(Records from a collection)
— BEGIN —

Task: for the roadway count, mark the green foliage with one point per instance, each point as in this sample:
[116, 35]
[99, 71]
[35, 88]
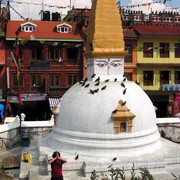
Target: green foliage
[119, 174]
[2, 170]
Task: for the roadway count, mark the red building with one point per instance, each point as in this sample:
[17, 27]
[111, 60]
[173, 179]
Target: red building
[44, 59]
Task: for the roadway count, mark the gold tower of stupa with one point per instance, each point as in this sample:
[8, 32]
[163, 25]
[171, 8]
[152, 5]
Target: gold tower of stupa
[105, 33]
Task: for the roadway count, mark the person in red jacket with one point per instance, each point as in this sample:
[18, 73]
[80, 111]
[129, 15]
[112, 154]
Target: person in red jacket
[56, 166]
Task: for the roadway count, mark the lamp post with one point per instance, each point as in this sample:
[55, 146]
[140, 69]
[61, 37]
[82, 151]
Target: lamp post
[17, 65]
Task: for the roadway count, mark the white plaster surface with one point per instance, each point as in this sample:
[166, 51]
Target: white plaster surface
[85, 123]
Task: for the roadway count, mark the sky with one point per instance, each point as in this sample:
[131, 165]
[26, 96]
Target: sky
[31, 9]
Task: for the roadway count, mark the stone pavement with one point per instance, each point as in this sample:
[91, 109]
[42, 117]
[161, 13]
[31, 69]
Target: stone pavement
[75, 169]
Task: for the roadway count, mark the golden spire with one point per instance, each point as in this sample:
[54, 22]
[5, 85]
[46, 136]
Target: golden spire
[105, 33]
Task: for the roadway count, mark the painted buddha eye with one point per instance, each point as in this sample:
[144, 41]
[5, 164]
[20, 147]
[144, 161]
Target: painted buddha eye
[115, 64]
[102, 64]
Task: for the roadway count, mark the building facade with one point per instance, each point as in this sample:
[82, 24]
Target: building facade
[44, 59]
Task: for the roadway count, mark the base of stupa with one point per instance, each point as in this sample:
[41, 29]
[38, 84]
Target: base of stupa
[105, 145]
[161, 161]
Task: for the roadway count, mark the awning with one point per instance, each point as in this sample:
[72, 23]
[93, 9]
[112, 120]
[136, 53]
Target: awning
[53, 102]
[27, 97]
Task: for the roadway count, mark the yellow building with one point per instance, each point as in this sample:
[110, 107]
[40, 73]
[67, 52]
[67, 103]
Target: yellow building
[158, 65]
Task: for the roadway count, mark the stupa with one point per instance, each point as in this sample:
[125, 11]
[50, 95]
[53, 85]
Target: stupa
[105, 115]
[105, 119]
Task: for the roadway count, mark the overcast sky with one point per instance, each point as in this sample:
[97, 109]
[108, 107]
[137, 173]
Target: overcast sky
[32, 8]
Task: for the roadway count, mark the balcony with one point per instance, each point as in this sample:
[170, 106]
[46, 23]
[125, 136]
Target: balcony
[171, 87]
[40, 65]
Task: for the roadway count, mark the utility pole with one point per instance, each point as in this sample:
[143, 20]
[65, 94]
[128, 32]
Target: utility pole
[70, 4]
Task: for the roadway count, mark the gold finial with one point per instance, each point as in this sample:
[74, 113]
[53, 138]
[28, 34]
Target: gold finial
[105, 34]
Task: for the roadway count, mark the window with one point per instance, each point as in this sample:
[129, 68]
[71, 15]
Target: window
[164, 77]
[54, 80]
[54, 53]
[72, 79]
[64, 29]
[129, 48]
[28, 28]
[148, 50]
[148, 78]
[72, 55]
[164, 50]
[15, 81]
[177, 50]
[36, 80]
[36, 53]
[129, 76]
[177, 77]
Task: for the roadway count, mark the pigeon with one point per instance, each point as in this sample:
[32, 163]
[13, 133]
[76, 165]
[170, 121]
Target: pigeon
[103, 88]
[114, 111]
[96, 90]
[91, 91]
[123, 103]
[124, 79]
[76, 158]
[97, 84]
[123, 85]
[93, 75]
[85, 79]
[87, 85]
[107, 80]
[124, 91]
[110, 166]
[91, 47]
[97, 79]
[83, 83]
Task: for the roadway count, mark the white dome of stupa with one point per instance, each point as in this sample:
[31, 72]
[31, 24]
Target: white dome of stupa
[105, 114]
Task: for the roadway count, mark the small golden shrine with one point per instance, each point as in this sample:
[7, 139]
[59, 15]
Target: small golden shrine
[122, 118]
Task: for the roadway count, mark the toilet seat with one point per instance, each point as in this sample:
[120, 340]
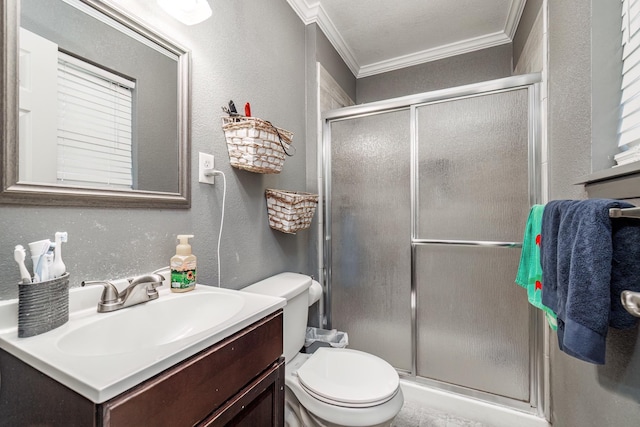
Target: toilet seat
[348, 378]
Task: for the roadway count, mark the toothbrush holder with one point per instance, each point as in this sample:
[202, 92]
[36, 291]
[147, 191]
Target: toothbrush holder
[43, 306]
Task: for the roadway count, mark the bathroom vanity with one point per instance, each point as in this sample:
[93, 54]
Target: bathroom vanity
[234, 380]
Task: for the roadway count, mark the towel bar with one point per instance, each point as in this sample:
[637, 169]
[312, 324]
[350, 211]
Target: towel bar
[626, 213]
[631, 302]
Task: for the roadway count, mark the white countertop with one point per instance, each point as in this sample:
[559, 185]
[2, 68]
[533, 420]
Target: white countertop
[102, 377]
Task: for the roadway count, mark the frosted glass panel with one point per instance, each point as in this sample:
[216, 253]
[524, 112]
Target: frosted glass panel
[472, 166]
[473, 321]
[371, 229]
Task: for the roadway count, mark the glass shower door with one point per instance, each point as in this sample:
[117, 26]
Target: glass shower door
[473, 325]
[370, 228]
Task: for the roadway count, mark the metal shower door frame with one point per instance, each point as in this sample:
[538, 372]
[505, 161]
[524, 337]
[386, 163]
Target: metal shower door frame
[531, 82]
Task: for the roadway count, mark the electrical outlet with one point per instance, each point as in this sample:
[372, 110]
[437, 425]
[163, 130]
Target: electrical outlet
[205, 161]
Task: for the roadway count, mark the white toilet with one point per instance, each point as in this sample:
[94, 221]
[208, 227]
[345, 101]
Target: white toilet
[333, 386]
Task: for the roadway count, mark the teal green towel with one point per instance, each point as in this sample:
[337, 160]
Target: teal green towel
[530, 269]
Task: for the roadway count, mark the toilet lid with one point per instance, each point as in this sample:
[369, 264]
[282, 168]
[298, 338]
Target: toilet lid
[347, 377]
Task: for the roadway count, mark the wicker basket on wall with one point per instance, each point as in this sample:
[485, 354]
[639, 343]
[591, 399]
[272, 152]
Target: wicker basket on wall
[290, 211]
[256, 145]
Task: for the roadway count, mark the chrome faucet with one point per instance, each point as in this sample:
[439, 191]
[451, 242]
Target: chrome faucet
[141, 289]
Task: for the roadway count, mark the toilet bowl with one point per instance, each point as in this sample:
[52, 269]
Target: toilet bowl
[333, 386]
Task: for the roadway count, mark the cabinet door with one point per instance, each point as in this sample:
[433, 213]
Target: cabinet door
[260, 404]
[187, 393]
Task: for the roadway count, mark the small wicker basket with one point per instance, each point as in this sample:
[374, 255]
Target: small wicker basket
[256, 145]
[290, 211]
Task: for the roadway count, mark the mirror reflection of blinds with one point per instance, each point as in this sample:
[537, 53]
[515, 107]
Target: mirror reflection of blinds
[629, 130]
[94, 125]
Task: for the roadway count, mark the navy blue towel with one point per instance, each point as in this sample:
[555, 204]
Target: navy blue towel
[588, 259]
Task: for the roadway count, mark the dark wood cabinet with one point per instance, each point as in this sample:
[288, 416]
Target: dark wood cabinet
[238, 381]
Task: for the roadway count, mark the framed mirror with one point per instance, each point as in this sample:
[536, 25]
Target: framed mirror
[95, 108]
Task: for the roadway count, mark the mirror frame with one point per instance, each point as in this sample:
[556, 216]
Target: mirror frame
[12, 192]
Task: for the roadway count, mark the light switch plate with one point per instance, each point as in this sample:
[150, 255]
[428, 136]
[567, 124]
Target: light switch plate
[205, 162]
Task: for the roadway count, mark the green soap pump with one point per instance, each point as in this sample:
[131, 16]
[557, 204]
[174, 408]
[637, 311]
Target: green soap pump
[183, 266]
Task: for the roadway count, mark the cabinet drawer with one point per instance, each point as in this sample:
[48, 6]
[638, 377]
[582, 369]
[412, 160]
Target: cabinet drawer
[187, 393]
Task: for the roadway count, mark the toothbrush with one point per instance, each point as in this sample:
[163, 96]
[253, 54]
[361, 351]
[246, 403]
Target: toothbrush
[58, 268]
[38, 251]
[19, 255]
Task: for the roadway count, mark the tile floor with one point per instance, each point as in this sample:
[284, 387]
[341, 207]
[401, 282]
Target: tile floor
[415, 415]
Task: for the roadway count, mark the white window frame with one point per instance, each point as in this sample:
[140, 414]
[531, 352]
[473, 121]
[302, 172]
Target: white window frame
[95, 126]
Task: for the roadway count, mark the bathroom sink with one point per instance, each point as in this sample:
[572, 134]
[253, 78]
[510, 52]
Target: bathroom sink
[156, 323]
[101, 355]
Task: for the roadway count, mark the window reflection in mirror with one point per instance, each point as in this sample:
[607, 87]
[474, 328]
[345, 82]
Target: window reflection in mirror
[98, 102]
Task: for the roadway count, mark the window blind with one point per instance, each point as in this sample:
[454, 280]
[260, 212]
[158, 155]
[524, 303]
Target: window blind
[629, 130]
[94, 125]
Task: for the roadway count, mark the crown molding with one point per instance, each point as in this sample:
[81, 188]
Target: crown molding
[440, 52]
[312, 12]
[513, 18]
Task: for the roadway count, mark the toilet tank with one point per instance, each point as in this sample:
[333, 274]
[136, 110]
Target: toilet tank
[294, 288]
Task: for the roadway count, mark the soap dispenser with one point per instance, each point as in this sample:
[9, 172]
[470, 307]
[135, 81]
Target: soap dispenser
[183, 266]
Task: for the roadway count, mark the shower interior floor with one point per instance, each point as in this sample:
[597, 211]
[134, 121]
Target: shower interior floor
[414, 414]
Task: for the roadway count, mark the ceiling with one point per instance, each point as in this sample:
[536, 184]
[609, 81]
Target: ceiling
[375, 36]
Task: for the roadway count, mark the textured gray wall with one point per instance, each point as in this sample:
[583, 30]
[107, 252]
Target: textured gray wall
[251, 50]
[583, 395]
[473, 67]
[606, 81]
[527, 20]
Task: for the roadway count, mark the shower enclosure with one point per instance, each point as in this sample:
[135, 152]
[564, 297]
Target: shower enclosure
[426, 198]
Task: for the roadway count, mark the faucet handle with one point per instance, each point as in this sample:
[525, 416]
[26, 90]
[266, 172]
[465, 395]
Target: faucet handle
[109, 294]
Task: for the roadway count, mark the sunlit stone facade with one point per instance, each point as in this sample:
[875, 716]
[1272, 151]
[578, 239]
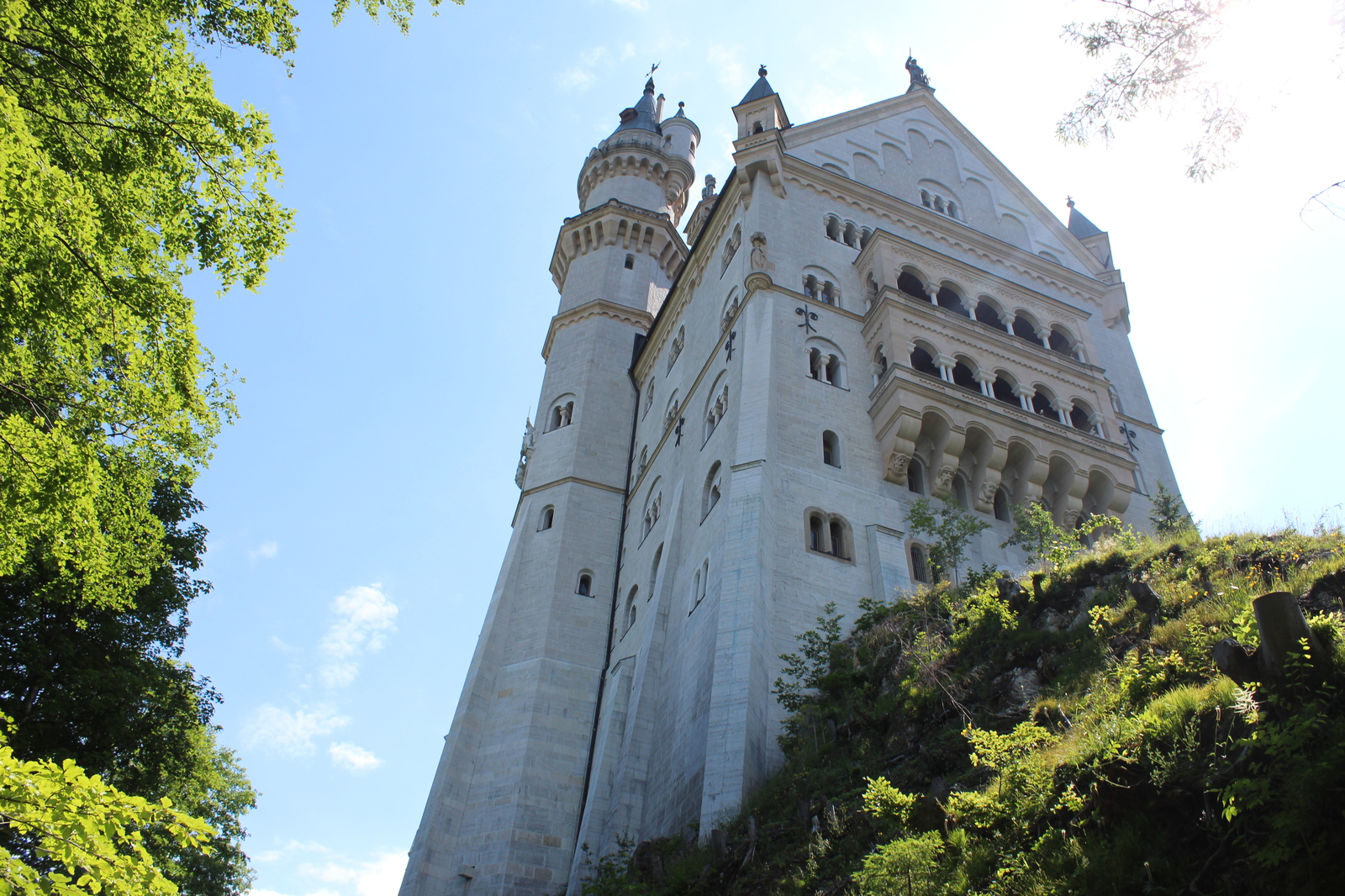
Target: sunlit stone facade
[733, 425]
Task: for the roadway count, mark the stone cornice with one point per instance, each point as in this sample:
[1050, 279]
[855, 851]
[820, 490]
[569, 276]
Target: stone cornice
[1035, 425]
[925, 100]
[982, 338]
[1012, 293]
[596, 308]
[941, 229]
[584, 233]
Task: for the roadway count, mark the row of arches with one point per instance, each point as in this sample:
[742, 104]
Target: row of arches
[974, 470]
[847, 232]
[989, 311]
[829, 535]
[1004, 387]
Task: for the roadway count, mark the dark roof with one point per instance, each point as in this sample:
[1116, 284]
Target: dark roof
[1079, 225]
[641, 116]
[760, 89]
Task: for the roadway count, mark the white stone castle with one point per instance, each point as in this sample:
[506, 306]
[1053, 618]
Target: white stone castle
[735, 423]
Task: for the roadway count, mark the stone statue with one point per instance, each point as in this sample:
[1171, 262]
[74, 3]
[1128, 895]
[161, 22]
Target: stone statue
[759, 252]
[919, 81]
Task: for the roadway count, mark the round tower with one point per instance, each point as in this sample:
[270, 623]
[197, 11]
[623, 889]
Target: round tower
[645, 163]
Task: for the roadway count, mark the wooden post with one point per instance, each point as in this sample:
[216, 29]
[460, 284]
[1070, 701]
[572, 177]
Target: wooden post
[1282, 627]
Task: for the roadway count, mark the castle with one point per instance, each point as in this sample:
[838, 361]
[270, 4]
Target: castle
[733, 423]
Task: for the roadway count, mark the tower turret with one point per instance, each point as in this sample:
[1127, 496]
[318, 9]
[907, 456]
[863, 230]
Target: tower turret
[509, 791]
[638, 163]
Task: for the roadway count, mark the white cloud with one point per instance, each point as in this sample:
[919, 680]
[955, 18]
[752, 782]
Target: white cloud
[363, 615]
[730, 66]
[575, 78]
[266, 551]
[293, 734]
[353, 757]
[378, 878]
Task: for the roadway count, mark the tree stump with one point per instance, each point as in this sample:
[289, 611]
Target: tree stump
[1282, 627]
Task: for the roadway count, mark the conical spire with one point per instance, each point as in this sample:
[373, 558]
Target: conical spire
[760, 89]
[642, 116]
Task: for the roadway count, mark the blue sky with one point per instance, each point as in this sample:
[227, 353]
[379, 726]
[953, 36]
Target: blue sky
[361, 506]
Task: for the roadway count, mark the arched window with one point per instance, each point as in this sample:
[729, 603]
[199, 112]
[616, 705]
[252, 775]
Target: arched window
[710, 493]
[963, 377]
[717, 407]
[923, 362]
[631, 609]
[699, 582]
[915, 477]
[831, 448]
[1080, 417]
[826, 366]
[1002, 390]
[654, 572]
[912, 286]
[1024, 329]
[919, 564]
[1002, 505]
[1060, 342]
[959, 490]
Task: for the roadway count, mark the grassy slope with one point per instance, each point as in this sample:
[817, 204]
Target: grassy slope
[1060, 741]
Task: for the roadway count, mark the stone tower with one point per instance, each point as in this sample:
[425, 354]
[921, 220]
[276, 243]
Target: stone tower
[873, 311]
[504, 804]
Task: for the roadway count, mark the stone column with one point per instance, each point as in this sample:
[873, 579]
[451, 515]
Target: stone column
[1026, 394]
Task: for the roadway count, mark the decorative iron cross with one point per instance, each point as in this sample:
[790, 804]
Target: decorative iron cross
[809, 316]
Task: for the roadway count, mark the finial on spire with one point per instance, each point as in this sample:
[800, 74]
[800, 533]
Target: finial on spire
[919, 80]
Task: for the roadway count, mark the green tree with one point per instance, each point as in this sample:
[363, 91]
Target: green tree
[104, 685]
[123, 172]
[87, 835]
[1168, 513]
[952, 526]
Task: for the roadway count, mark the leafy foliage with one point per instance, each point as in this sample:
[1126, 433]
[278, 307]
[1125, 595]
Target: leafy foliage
[121, 172]
[105, 688]
[87, 835]
[1059, 739]
[952, 526]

— END —

#### WORK INSTRUCTIONS
Please put everything in the entries above, from the line containing "Task: for the roadway count, mark the castle" down to the line containing "[1060, 741]", into a numbered list. Include both of those lines and omit blank lines.

#### OUTPUT OF THE EXERCISE
1. Task: for the roadway count, mark the castle with one point per instance, each point as in this sample:
2. [838, 361]
3. [270, 4]
4. Target: castle
5. [733, 423]
6. Task: for the roadway count, mark the tower turret with one point per instance, each point as in this sample:
7. [1127, 496]
8. [318, 9]
9. [907, 456]
10. [863, 230]
11. Target: tower turret
12. [509, 791]
13. [638, 163]
14. Task: for the roadway count, mark the white cloud with one point per instance, each point as in this sample:
15. [919, 680]
16. [955, 18]
17. [752, 782]
18. Target: white cloud
19. [363, 615]
20. [730, 66]
21. [575, 78]
22. [266, 551]
23. [293, 734]
24. [353, 757]
25. [378, 878]
26. Task: for the roadway count, mark the tree stump with one point per instance, each point as in this sample:
27. [289, 611]
28. Target: tree stump
29. [1282, 627]
30. Task: for the roadway count, mark the conical spire with one point per instance, each point as in this sample:
31. [373, 558]
32. Target: conical spire
33. [760, 89]
34. [642, 116]
35. Task: for the roadway count, mark the blue sky with one point per instance, each point as in this sample:
36. [227, 353]
37. [379, 726]
38. [953, 36]
39. Target: blue sky
40. [361, 506]
41. Task: for the roadway count, mark the arched window with one point per instance, each point as in this sample:
42. [729, 603]
43. [199, 112]
44. [616, 705]
45. [252, 775]
46. Target: arched window
47. [710, 493]
48. [963, 377]
49. [717, 407]
50. [923, 362]
51. [631, 609]
52. [699, 582]
53. [915, 477]
54. [831, 448]
55. [1080, 417]
56. [826, 366]
57. [1002, 390]
58. [654, 572]
59. [912, 286]
60. [1024, 329]
61. [919, 564]
62. [1002, 505]
63. [1060, 342]
64. [959, 490]
65. Task: for the roadway count, mark the grassy slope with one point per instance, each point as in this sample:
66. [817, 204]
67. Target: grassy slope
68. [1060, 741]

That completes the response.